WRITTEN REQUEST —
Turn every line of the listing below into a JSON list of strings, one string per line, leaving out blank lines.

- - -

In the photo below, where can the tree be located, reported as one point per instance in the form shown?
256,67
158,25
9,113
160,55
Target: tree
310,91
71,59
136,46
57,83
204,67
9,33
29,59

- - -

FINISHED EXERCISE —
[
  "In the photo below, where can the tree be located, reported as one point per instance in the form shown?",
  "256,67",
  "158,25",
  "9,113",
  "160,55",
  "Target: tree",
  "310,91",
  "71,59",
  "136,46",
  "57,83",
  "204,67",
  "9,33",
  "29,59"
]